CODE FOR PREVENTION OF INSIDER TRADING

In accordance with SEBI (Prohibition of Insider Trading) Regulations,
2015, the Company has in place the following: -

♦ Code of Conduct for Prevention of Insider Trading and Code of
Practices and Procedures for Fair Disclosure of Unpublished Price
Sensitive Information (UPSI).

♦ Policy and procedures for inquiry in case of leak of UPSI/
suspected leak of UPSI.

All compliances relating to Code of Conduct for Prevention of Insider
Trading which includes maintenance of structural digital data base
(SDD) are being managed through a software installed by the
Company in-house including maintenance structural digital data base
(SDD). This code lays down guidelines advising the designated
employees and other connected persons, on procedures to be followed
and disclosures to be made by them while dealing with the shares of
the company, and while handling any unpublished price sensitive
information. The code of conduct to regulate, monitor and report
trading by insiders is also available on the website of the Company
www.arunayaorganics.com.

VIGIL MECHANISM AND WHISTLE BLOWING POLICY

The Company has put in place a Vigil Mechanism / Whistle-Blower
Policy in compliance with the provisions of the Companies Act, 2013
and the SEBI (Listing Obligations and Disclosure Requirements)
Regulations. The policy reflects the Company's commitment to uphold
the highest standards of professional integrity, ethical conduct, and
transparency in all aspects of its operations.

The Vigil Mechanism provides a secure and confidential channel for
directors and employees to report genuine concerns regarding
unethical behavior, suspected fraud, violation of the Company's Code
of Conduct, or any other matter covered under the scope of the policy.
The mechanism includes adequate safeguards against victimization of
whistle-blowers who raise such concerns in good faith. It also enables
direct access to the Chairperson of the Audit Committee, in
appropriate or exceptional cases.

The Company affirms that no individual has been denied access to the
Audit Committee under this mechanism during the year under review.
The Compliance Officer, along with the Audit Committee, is
designated to receive and handle all complaints reported under the
policy. An update on the functioning of the Vigil Mechanism is
presented annually to the Board.

The Whistle-Blower Policy is available on the Company's website at
www.arunayaorganics.com. The policy assures full protection to
whistle-blowers and enforce zero-tolerance approach to retaliation or
any form of unfair treatment against individuals reporting concerns
under the mechanism.

Further, during the year under review, the Company did not receive
any complaint related to fraud, misfeasance, or any reportable
unethical practices. The Whistle-Blower Policy has also been amended
to include procedures for reporting and investigating leakage of
Unpublished Price Sensitive Information (UPSI), thereby reinforcing
compliance with SEBI (Prohibition of Insider Trading) Regulations.

BOARD EVALUATION

Pursuant to applicable provisions of the Companies Act, 2013 the
Board, in consultation with its Nomination and Remuneration
Committee, has formulated a framework containing, inter alia, the
criteria for performance evaluation of the entire Board of the Company,
its committees and individual directors, including Independent
Directors. The Board evaluated the effectiveness of its functioning,
that of the Committees and of individual Directors.

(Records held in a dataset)

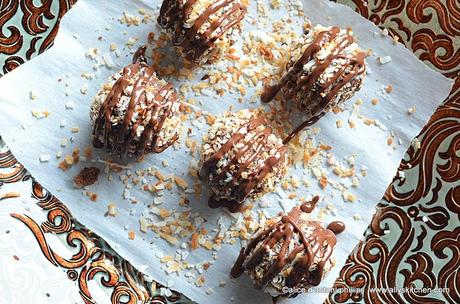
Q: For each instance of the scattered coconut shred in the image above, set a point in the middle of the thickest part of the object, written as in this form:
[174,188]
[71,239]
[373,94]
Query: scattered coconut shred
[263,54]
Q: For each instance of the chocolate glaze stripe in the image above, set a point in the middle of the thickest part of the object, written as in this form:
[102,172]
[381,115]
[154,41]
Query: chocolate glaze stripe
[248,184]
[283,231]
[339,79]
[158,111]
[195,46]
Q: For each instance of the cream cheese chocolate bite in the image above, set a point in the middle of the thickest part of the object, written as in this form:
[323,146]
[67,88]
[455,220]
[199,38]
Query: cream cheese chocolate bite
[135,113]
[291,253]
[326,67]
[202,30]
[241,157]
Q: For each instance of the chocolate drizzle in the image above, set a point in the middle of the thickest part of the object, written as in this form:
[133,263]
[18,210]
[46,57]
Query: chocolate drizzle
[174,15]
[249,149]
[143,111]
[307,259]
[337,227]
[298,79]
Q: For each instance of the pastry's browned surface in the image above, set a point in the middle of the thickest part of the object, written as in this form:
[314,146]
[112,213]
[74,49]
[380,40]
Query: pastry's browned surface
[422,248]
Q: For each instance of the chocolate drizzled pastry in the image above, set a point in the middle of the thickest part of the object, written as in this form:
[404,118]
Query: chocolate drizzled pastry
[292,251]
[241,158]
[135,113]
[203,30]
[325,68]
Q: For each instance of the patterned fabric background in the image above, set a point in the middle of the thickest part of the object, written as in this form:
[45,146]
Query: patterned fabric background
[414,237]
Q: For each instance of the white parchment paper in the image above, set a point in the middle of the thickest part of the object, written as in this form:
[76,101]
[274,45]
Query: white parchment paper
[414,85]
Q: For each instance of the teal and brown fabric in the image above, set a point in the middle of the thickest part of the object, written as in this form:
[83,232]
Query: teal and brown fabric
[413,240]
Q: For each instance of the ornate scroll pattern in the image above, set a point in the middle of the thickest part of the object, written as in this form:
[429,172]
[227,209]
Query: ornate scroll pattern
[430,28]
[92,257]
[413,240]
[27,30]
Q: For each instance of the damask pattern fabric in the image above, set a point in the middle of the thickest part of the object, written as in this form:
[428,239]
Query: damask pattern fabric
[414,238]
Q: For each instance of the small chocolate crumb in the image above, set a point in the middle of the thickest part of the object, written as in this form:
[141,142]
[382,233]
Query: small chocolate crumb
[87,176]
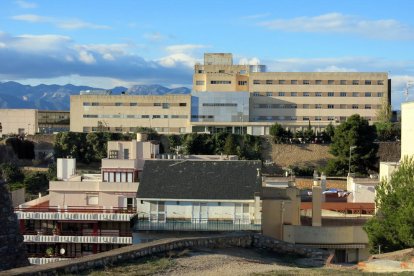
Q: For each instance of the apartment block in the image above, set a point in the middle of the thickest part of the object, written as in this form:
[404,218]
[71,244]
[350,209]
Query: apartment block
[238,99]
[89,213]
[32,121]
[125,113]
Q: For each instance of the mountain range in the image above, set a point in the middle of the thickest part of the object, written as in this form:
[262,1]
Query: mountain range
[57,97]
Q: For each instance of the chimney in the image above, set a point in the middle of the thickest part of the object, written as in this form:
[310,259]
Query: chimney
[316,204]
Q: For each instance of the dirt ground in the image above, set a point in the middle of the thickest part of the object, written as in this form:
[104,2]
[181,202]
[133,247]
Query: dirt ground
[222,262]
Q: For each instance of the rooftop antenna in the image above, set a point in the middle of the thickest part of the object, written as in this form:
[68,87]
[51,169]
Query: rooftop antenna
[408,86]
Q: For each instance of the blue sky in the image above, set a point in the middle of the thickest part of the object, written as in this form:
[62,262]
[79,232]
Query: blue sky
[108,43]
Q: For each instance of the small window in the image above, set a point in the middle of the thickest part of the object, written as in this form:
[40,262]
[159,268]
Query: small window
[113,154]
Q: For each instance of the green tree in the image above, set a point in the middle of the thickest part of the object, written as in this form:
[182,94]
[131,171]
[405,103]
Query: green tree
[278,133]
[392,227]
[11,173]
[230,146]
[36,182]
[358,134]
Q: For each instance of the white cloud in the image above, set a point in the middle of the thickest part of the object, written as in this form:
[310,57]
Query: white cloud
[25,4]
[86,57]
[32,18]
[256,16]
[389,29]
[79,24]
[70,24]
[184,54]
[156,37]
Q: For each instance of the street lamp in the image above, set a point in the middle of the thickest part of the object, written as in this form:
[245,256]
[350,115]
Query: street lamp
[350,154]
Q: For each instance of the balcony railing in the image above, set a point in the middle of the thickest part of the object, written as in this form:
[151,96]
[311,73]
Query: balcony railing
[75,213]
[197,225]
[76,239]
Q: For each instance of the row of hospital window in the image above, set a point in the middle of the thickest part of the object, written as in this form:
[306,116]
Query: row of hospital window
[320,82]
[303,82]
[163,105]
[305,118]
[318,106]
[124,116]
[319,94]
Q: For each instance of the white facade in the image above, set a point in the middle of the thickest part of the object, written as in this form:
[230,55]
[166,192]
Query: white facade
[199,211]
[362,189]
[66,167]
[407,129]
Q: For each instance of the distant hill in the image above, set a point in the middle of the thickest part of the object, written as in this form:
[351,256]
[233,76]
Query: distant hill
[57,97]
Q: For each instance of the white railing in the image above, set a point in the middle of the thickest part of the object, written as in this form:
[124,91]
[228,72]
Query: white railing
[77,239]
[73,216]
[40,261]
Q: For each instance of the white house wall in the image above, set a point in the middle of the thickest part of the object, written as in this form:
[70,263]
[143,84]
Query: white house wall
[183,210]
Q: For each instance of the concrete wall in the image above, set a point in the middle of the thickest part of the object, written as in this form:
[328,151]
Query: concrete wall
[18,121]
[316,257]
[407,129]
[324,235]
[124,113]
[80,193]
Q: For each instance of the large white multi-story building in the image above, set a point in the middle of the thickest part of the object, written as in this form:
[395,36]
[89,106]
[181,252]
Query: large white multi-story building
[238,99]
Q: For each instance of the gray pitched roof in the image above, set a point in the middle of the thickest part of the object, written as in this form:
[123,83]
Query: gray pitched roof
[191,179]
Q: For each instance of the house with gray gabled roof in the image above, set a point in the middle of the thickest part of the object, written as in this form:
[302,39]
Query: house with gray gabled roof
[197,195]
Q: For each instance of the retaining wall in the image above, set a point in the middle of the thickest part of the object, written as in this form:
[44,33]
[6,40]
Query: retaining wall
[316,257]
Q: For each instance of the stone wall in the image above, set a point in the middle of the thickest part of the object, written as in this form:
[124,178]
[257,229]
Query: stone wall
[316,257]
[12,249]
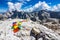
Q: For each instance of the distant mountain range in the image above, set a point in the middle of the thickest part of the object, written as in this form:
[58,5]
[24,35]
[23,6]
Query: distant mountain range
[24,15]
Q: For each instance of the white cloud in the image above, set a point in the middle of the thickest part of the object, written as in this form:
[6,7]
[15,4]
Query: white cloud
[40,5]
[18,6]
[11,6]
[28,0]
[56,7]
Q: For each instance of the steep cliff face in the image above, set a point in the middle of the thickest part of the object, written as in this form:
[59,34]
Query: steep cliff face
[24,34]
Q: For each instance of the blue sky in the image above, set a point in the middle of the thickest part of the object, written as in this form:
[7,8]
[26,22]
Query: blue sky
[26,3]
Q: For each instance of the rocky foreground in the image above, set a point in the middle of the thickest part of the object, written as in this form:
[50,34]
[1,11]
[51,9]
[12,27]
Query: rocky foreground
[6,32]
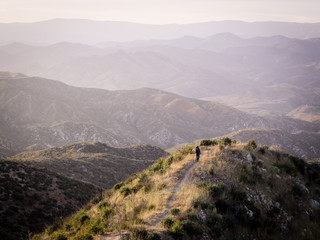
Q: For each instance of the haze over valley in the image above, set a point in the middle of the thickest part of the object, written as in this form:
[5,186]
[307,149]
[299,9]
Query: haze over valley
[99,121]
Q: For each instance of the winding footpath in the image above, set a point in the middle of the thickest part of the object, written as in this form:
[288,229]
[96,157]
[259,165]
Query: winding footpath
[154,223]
--
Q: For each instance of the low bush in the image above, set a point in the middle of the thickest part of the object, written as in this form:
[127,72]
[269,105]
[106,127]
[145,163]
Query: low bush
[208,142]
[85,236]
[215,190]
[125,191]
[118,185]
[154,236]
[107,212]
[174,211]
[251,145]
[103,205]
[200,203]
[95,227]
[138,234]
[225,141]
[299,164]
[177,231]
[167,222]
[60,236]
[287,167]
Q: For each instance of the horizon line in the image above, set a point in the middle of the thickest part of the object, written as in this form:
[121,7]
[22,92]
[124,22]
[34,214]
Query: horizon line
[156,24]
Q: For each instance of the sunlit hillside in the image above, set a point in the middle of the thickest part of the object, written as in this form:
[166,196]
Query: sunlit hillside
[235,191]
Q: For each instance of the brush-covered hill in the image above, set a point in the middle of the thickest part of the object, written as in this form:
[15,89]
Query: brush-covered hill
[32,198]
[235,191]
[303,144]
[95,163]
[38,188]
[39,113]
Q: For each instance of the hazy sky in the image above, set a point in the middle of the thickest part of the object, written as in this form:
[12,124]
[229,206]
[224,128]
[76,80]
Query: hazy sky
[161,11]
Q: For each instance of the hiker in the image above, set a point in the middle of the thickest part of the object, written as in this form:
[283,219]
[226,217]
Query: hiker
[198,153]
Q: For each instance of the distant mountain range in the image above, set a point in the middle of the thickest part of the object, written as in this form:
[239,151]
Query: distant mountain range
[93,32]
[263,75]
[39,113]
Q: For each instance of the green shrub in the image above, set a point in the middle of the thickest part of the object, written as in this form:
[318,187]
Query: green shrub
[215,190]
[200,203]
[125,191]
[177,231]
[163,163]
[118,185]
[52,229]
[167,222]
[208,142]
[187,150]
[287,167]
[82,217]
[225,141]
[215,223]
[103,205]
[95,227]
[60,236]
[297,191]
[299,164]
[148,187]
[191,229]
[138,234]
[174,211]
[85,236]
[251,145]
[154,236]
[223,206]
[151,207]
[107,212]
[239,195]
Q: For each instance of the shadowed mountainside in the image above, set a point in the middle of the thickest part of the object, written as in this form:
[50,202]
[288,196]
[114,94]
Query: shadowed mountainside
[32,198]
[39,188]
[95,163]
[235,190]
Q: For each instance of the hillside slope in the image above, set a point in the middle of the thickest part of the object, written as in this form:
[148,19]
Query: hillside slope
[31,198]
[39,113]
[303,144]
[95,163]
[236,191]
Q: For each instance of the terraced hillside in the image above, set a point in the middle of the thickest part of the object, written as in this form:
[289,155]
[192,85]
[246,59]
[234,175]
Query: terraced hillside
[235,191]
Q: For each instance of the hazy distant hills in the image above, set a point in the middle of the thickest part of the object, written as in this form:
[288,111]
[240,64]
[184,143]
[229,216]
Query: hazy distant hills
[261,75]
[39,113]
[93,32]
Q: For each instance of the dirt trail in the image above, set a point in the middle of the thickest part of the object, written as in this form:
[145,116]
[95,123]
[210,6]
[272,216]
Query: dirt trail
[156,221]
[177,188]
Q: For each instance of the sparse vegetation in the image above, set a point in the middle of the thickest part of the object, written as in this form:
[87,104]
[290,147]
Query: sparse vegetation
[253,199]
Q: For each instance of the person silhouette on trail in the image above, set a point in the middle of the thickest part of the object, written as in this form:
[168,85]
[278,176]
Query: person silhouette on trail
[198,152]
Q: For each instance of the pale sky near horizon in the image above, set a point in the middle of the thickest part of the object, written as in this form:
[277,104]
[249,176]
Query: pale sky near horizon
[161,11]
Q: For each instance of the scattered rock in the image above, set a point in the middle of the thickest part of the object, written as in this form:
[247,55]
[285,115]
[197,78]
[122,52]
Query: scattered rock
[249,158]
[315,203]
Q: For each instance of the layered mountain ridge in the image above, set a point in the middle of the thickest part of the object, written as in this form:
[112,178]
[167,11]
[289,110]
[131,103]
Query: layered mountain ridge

◆ **Problem set**
a) Pull out each line of the records that contains the string "covered".
b) Carry on the corporate governance text on insider trading, whistle-blowing and board evaluation from the point where it stops.

◆ **Answer list**
a)
Q: For each instance of the brush-covered hill in the image above, set a point in the middle of the thickest part of the object, written as in this form:
Query: brush-covered hill

b)
The Board sought the feedback of Directors on various parameters
including:

♦ Degree of fulfillment of key responsibilities towards stakeholders
(by way of monitoring corporate governance practices, participation
in the long-term strategic planning, etc.);

♦ Structure, composition, and role clarity of the Board and
Committees;

♦ Extent of co-ordination and cohesiveness between the Board and
its Committees;

♦ Effectiveness of the deliberations and process management;

♦ Board/Committee culture and dynamics; and

♦ Quality of relationship between Board Members and the
Management.

The above criteria are broadly based on the Guidance Note on Board
Evaluation issued by the Securities and Exchange Board of India on
January 05, 2017.

The Nomination and Remuneration Committee reviewed the
performance of the individual directors and the Board as a whole.

In the Board meeting that followed the meeting of the independent
directors and the meeting of Nomination and Remuneration
Committee, the performance of the Board, its committees, and
individual directors was discussed.

The evaluation process endorsed the Board Members’ confidence in
the ethical standards of the Company, the resilience of the Board and
the Management in navigating the Company during challenging times,
cohesiveness amongst the Board Members, constructive relationship
between the Board and the Management, and the openness of the
Management in sharing strategic information to enable Board
Members to discharge their responsibilities and fiduciary duties.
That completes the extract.